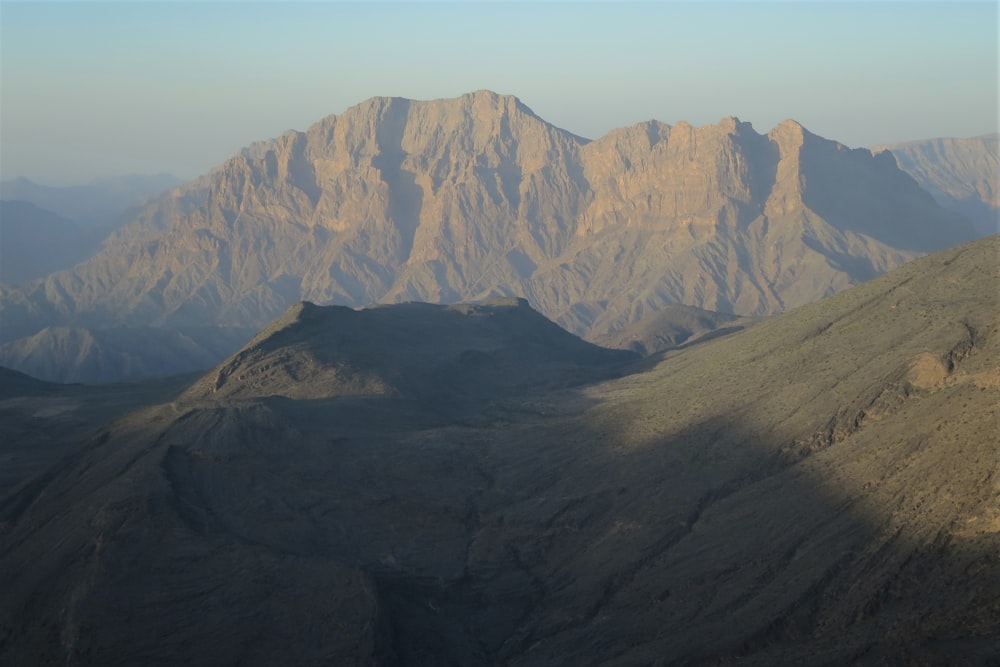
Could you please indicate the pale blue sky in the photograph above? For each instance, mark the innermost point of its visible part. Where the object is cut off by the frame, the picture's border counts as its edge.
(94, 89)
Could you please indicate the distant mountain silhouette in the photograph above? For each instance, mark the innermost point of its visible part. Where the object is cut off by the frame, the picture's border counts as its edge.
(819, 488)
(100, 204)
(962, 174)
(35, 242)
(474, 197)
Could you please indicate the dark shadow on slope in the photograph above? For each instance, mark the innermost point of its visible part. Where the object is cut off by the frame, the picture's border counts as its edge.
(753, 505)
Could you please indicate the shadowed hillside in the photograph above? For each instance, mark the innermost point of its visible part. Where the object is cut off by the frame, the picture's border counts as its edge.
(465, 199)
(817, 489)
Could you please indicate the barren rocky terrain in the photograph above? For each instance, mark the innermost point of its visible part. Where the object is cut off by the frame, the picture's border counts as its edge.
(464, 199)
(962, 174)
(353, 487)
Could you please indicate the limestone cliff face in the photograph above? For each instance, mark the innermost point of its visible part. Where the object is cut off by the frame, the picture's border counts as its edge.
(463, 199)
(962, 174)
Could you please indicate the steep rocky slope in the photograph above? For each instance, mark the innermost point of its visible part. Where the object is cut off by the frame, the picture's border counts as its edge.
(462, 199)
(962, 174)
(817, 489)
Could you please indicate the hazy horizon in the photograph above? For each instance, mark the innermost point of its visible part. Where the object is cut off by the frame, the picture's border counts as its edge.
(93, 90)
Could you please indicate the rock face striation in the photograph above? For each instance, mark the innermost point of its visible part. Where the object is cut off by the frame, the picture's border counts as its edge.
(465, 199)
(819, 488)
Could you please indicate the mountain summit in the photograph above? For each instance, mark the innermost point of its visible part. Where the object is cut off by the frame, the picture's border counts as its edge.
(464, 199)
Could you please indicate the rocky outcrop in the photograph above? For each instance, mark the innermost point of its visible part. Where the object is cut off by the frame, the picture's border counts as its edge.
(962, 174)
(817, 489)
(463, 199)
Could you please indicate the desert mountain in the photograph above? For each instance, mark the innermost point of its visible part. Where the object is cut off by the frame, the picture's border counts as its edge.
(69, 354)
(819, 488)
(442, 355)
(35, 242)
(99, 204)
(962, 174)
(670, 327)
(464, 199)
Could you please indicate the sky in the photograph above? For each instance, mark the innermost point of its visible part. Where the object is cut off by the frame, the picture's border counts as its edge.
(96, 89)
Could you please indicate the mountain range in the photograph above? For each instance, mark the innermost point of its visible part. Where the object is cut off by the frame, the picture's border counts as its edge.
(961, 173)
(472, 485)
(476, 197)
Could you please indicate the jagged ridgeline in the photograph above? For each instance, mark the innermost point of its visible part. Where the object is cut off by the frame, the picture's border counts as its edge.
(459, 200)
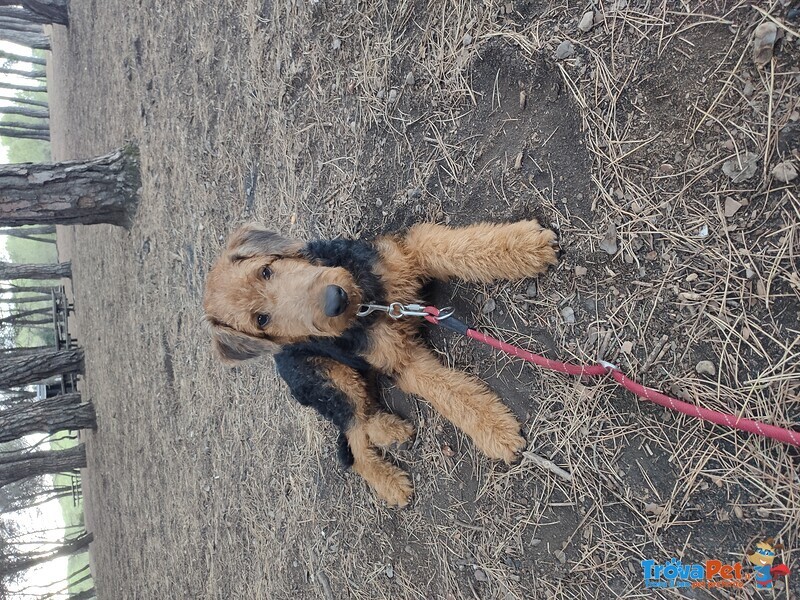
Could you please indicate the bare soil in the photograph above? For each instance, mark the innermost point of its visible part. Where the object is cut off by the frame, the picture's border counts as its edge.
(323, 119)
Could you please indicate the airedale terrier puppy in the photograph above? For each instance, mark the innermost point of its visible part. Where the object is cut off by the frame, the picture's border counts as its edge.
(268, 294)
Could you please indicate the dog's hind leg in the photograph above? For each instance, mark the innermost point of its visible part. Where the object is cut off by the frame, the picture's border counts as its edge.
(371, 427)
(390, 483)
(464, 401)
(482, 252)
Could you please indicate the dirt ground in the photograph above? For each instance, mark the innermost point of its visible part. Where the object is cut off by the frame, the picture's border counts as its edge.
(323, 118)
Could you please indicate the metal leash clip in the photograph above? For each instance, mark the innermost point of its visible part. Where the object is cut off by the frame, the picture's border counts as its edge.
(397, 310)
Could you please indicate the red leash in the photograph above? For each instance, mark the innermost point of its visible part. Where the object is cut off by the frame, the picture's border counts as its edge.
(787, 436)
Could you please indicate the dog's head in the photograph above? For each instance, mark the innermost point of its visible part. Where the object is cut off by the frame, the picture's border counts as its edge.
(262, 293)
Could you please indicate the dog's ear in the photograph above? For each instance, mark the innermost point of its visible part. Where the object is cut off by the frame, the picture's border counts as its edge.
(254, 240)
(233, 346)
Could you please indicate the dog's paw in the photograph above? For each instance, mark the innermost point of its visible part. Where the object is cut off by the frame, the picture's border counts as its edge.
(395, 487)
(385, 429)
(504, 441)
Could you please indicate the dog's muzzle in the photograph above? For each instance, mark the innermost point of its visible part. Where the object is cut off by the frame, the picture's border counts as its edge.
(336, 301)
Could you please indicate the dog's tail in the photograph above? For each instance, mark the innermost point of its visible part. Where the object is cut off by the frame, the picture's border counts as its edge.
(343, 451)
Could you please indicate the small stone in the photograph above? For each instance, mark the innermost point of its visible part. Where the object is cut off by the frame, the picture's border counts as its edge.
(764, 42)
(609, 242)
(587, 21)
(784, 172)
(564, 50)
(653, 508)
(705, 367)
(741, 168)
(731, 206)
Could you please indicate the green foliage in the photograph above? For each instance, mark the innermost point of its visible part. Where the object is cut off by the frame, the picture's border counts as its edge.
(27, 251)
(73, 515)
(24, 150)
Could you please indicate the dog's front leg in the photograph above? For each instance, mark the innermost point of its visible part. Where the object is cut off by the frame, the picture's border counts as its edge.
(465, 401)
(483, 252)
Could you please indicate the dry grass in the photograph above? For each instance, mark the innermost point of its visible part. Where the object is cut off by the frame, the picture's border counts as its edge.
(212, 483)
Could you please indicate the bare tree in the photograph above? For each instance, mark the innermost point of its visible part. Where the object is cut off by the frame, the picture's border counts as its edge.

○ ○ ○ ○ ○ ○ ○

* **Work to be completed**:
Copy out all the rows above with "photograph" replaced by "image" and nothing else altered, leaving out the pictures.

* **Exercise response**:
Could you please indicate the pale blue sky in the image above? For each instance, mark the innermost point of its visible part. Where the object is cut off by the frame, the picture's border counts as its edge.
(94, 89)
Could you please indicate the distant mountain silhouette in the image above? For each instance, mark the innermost point of its visible part. Where the object is cut off by the frame, the picture's border counts as its edge.
(819, 488)
(100, 204)
(962, 174)
(35, 242)
(474, 197)
Could you please indicate the dark shadow on slope in the image above? For each instance, mark the innermost point of its visible part. Where the object is cut off by the frame, the picture's border counts as its edge.
(753, 505)
Could you please indicate the shadowed hillside in the image above? For each instance, mark the innermost point of its visible part. Where the object is cut off by the frame, the picture's border counts as its edge.
(465, 199)
(817, 489)
Could you please indicate the barren rocky terrain in the image above? For each instance, mark the innermost point of its visible part. Where the object is cut off by the frame, the picture's border counts as its edge.
(464, 199)
(962, 174)
(353, 487)
Could you please indicate the limestone cliff face in the image above? For each instance, mark the innermost point of its visible part. Where the object is cut off by the frame, the picture's border counts as its edge.
(463, 199)
(962, 174)
Could you please indicate the steep rocky slope in the image above? For each instance, mark the innermost point of its visible part. Where the object is cut off by the frame, the picture's border counts as its edge.
(462, 199)
(962, 174)
(817, 489)
Could you please indicate the hazy horizon in the image above? For each instance, mark the innermost point of its visible part. Where the object is cut off by the frame, the picture's border counts as its edge.
(93, 90)
Could you please indicate the rock face striation in the image above? For each instance, mark the innermost point of its visible part. Where the object is cut off by the frame, the picture's border counts as its edge.
(465, 199)
(819, 488)
Could you please indicate the mountain summit in the image above? For each instance, mark the innermost point of its visible part. Where the object is cut off by the frame, the picture's border counts as its edge.
(464, 199)
Could you please indicate the rocky outcrop in the image above? For each instance, mark the innermost point of its visible part. Where the object is cut off by the frame, the picture's border counts as its edge.
(962, 174)
(817, 489)
(463, 199)
Could you please indicate the desert mountain in the image above? For each instance, mark the innermost point of its visible part. Where the object is cut off by the frame, the picture's border counts as its edge.
(69, 354)
(819, 488)
(442, 355)
(35, 242)
(99, 204)
(962, 174)
(670, 327)
(464, 199)
Could you please indicate the sky in the image above? For each instance, mark the innermost point of its visible part. Where the object is cut off by the frame, the picture's border counts as its edge.
(96, 89)
Could you please indicate the mountain range in the image above? For each instance, mark the innermost point of its visible part. Where the object is cut off by the frame, the picture's border counts as its edge.
(961, 173)
(472, 485)
(476, 197)
Could you please indicate the jagged ridgeline in the image above? For each instance, mark the innermost point of its visible part. Where the object is cut off by the frame, the picture's border counts as its edge.
(459, 200)
Could you please indicate the bare soil in the image above? For each instance, mark the innermost point of its visible part. Where the object is cut off by the frame, the picture's border counts as its edge.
(323, 119)
Could you please indicate the airedale terrier puppy in the image above? For each instance, mark the innermost point of its visible part. Where the object is cut off by the frame, the picture's border counts as its edge.
(268, 294)
Could you please indicate the dog's hind leg in the image above? For each instance, mark the innermost point of its visible part. Where the object is cut off by the frame, the picture's border counts as its edge.
(371, 427)
(390, 483)
(464, 401)
(482, 252)
Could you please indicate the dirt ground in the image above? For each instance, mark the innermost point of its visible part. Where the object is cut off by the frame, the picture's border counts as its edge.
(323, 118)
Could you please indicate the metal leash clip in the image above? For each instance, mark the innermost point of its visible part. Where the object is cut off by the frame, the picture's border counts as its edge.
(397, 310)
Could you please indicate the red leash in the image above? For each instance, mark the innermost point of its visible part. Where the object is cut off by the frame, the picture's border counts as its edge.
(787, 436)
Could you please indicate the dog's head in the image above? For each instance, mark the innermost point of its visible part. Where the object is cut off by the frame, the picture's border counts as its edge.
(262, 293)
Could you please indicate the dog's ear in the image above? For each instance, mark the innermost point of its visible part. Where the object is cut off by the frame, the picture's border counts as its edge.
(254, 240)
(233, 346)
Could you please indicate the dog's paw in the image above? For each instance, mark the innermost point of its visible part. Where the object is cut off by the frame, the picture's border counts as its edge.
(395, 487)
(385, 429)
(504, 441)
Could you please indicate the dog's muzzle in the image above? For each instance, mark the innermost point of its visible part. Where the object is cut off by the frame, the picture's border counts as its edge.
(336, 301)
Could you please indicate the dog's tail in the image above? For each instance, mark the innermost point of its visible part. Where the object is cut off by the frame, the picture's border counts as its edge.
(343, 451)
Could you please indicate the small stone in the image above? For each instance, mark the innermost point of its visible part. Where the object is cut off by the frame, the picture's border counts as its edge.
(764, 42)
(609, 242)
(587, 21)
(784, 172)
(564, 50)
(653, 508)
(705, 367)
(741, 168)
(731, 206)
Could you please indicate the green foliage in the image above? For each instance, mark the innermost point of its visible part. Where the object is cut off by the frame, the picture's border counts as its edge.
(27, 251)
(73, 515)
(24, 150)
Could you please indicate the dog's front leg in the image above? For each instance, mark the innermost point of its visible part. Where the object is cut off by the frame, the picture's border counts as its edge.
(465, 401)
(483, 252)
Could you please indicate the dry grass in the image above? For each instance, mark the innermost point of its visible part. Where the object is cut off by the frame, the picture's border counts as its edge.
(212, 483)
Could you please indicate the bare tree in the image above? For each instance, mark the innermost point of its visible part. Where the object is cut off by the frame, the picture's border counts as its edge.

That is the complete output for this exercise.